### Required work
Count the lines in the rows below that contain the word "blossom", and reply with only that number.

### Data provided
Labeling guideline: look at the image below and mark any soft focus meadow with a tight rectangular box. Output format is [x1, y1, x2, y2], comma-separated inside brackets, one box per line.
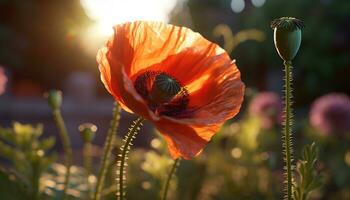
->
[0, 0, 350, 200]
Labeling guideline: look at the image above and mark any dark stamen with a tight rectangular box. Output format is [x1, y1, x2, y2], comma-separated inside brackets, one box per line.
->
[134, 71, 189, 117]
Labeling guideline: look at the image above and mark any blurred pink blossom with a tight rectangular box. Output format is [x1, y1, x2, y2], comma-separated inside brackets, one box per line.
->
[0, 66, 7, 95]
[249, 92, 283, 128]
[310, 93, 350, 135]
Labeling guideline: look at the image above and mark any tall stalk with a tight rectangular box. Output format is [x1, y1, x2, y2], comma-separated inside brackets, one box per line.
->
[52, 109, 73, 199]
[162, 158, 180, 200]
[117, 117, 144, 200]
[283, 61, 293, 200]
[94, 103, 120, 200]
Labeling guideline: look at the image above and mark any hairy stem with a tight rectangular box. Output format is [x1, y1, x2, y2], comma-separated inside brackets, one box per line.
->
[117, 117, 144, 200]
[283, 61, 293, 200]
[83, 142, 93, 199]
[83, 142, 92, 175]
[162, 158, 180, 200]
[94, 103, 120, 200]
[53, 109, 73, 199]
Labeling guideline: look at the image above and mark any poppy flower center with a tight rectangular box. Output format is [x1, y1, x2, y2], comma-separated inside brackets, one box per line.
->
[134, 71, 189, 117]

* * *

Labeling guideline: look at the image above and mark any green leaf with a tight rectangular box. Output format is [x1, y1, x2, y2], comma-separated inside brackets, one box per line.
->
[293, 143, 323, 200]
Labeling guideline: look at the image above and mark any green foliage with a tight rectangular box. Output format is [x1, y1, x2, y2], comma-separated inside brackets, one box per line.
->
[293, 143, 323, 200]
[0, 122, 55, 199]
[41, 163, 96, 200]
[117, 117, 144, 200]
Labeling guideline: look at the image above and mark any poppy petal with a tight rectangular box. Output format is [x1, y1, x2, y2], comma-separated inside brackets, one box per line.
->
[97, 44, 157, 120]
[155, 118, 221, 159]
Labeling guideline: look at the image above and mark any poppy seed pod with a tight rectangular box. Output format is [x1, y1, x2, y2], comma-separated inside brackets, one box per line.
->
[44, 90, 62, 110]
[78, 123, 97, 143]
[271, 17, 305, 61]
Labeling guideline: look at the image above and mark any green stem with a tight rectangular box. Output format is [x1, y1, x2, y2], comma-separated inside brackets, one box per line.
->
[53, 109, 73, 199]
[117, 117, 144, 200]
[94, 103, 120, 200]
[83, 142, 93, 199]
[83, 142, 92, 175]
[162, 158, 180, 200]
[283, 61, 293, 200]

### Answer below
1